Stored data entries
BEGIN

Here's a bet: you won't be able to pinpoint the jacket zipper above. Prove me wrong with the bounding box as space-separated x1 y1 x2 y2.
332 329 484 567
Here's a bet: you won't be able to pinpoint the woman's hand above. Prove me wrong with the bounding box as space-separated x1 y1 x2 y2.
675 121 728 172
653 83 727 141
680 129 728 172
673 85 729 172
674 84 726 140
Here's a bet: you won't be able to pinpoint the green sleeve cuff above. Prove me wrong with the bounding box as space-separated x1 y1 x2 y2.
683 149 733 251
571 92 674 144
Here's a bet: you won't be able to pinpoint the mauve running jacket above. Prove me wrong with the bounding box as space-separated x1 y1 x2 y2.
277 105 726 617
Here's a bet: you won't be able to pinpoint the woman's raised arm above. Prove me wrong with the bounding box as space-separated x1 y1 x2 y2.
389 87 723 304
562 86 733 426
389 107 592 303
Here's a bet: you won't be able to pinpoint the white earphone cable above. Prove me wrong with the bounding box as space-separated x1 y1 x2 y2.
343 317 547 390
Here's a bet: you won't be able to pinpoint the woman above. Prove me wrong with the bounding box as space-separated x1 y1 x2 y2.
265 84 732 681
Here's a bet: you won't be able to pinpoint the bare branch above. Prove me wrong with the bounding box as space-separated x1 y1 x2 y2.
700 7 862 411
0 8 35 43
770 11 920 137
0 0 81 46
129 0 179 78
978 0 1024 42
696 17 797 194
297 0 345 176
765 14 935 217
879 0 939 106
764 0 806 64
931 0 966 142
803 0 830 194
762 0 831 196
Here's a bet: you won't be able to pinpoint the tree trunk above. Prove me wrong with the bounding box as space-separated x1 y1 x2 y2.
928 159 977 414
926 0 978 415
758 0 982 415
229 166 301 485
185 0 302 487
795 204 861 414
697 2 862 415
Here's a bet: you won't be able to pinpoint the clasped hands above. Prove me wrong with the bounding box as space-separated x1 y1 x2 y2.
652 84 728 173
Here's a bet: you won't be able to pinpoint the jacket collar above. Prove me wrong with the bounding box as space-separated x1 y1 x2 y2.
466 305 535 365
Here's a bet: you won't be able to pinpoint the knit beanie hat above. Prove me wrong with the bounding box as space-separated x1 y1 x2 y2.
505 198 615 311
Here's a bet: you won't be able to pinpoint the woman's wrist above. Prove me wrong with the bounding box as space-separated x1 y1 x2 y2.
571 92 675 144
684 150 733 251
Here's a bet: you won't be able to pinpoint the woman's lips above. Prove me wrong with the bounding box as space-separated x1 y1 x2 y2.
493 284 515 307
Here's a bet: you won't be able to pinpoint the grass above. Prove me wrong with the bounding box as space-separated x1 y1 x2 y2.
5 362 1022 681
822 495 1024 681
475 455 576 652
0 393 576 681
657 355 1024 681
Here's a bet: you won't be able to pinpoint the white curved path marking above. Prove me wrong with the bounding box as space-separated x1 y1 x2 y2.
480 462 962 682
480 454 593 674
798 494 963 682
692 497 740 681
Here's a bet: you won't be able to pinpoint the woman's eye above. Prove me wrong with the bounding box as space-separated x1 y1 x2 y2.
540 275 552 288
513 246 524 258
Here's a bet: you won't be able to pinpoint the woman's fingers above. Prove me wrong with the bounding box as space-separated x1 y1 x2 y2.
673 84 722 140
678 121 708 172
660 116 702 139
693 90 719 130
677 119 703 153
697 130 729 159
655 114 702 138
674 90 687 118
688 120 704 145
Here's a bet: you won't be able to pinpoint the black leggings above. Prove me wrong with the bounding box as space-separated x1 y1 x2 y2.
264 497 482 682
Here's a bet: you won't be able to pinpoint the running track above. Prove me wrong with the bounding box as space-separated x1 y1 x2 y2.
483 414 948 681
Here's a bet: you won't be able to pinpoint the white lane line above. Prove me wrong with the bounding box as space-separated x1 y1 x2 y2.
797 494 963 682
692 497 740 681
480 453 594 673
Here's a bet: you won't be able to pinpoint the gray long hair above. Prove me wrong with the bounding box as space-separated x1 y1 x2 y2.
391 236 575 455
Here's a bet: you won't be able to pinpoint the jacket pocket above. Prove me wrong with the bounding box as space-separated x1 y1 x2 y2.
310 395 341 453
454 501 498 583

END

▶ [How to complete this task]:
Output all of the records, keeping every word exact.

▶ [Answer to this problem]:
Here's a bet: you won't be able to pinpoint the jacket zipper above. Prove me wrong with the bounding box as space-separated x1 y1 x2 y2.
332 329 484 567
Here's a bet: you won't be able to pinpoint the woman's hand above. Prove me wrong with the bounding box as space-separated x1 y1 x2 y2.
675 121 728 172
653 83 727 141
680 129 728 172
673 85 729 172
674 84 726 140
Here's a bet: you won't be able to pinpoint the green sleeve cuff above. Prove me wrong with the bounding box as space-separated x1 y1 x2 y2.
683 149 733 251
571 92 674 144
Here's a bet: you won't be able to pinpoint the mauve running jacket above. Prove me wrong with the bounding box as space-separated x1 y1 x2 y2.
277 105 726 617
Here's a bet: you won't be able to pinpoint the woman's raised arm above. Prove me wrong with the bounding box as space-separated x1 y1 x2 y2.
389 87 723 304
562 86 733 426
389 107 592 303
Here's a bet: you won't be able to pinpoint the white earphone cable above. Prove me wrong with the bounding box as space-separated x1 y1 x2 y2.
343 317 547 390
Here's a bet: you won't be able to pinpoint the woman above. Prove me wrong with the bounding box as space-separated x1 y1 x2 y2.
265 84 732 681
Here's a bet: you won't be able to pinpoint the bare branch above. Prove me wrong with the bounding box as space-separated x1 y1 x2 y2.
700 7 862 411
0 8 35 43
770 11 920 137
0 0 81 46
129 0 179 78
978 0 1024 42
696 17 797 194
297 0 345 176
765 14 935 217
879 0 939 106
764 0 806 64
931 0 966 142
803 0 830 194
762 0 831 196
Here's a bet: you won't be able to pinpoint the tree trunk above. Prove me wrong with the bounding box as space-separated x1 y1 x2 y2.
928 159 977 414
926 0 978 415
758 0 982 415
229 166 301 485
185 0 302 487
795 204 861 414
697 2 862 415
Here's a bet: you won't be able to pinpoint the clasped hands above. Prove me wrong with the bounding box as space-separated x1 y1 x2 y2.
652 84 728 173
Here's a bet: you won't be able to pinpoint the jacket collar above. Prove me wrong with the bounding box as space-separated x1 y1 x2 y2.
466 305 535 365
Here's a bet: you won't be able to pinpoint the knit beanie hat above. Prove me wrong with the bounding box as space-separated x1 y1 x2 y2.
505 198 615 311
Here's a bet: you won't be able to pinpoint the woman's wrist above. Prove me wrong with the bounding box as space-separated x1 y1 x2 y2.
571 92 675 144
684 150 733 251
Here's a bet: you won't be able to pinpoint the woman's lips above. Prove me wrong with the bounding box as space-separated x1 y1 x2 y2.
493 284 515 307
Here's a bet: you won't be able to pinpoint the grass above. Prove me wrong with the bounding box as space-separated x1 y1 x2 y2.
5 362 1022 681
822 495 1024 681
475 455 576 652
0 393 576 681
657 355 1024 681
Here's a bet: you won't be able to pinpoint the white curved path marking above. Prove me wrong with the bounding box as space-separated x1 y1 x2 y2.
480 462 962 682
480 454 593 674
798 494 963 682
692 497 740 681
Here's a bet: you won't be able to pinpoint the woman's eye above. Prove me wrong with the bounding box as space-separated x1 y1 x2 y2.
540 275 552 288
513 246 524 258
Here's a bet: you won't be able to pinpoint the woman's fingers above. Prove me wrong with the bounding box as space-separated x1 y1 x2 y2.
673 84 722 140
678 121 708 172
660 116 702 139
693 90 719 130
677 119 703 153
697 130 729 159
655 114 702 138
674 90 687 118
688 120 704 145
Here's a bet: you won't be able to pinpoint the black leggings above. Prove me wrong with the bounding box as space-separated x1 y1 x2 y2.
264 497 482 682
Here's a bet: you won't be able to pinpoint the running track above. Prove me wrong with the bounding box as space-separated x1 y1 x2 y2.
483 414 948 681
Here's a bet: you won't be able to pinpoint the white lane line above. Prove me wrong with the bounding box as space-separated x1 y1 x2 y2.
797 494 963 682
692 497 740 681
480 453 594 673
Here's a bet: you won't be able to pinpoint the gray long hair above. Prove me wrong with the bounding box as space-separated x1 y1 x2 y2.
391 236 575 455
Here's a bet: you won't be able to pinpoint the jacket pocket above. Prove me wrong with the bounding box as space-separated x1 y1 x2 y2.
310 395 341 453
454 501 498 583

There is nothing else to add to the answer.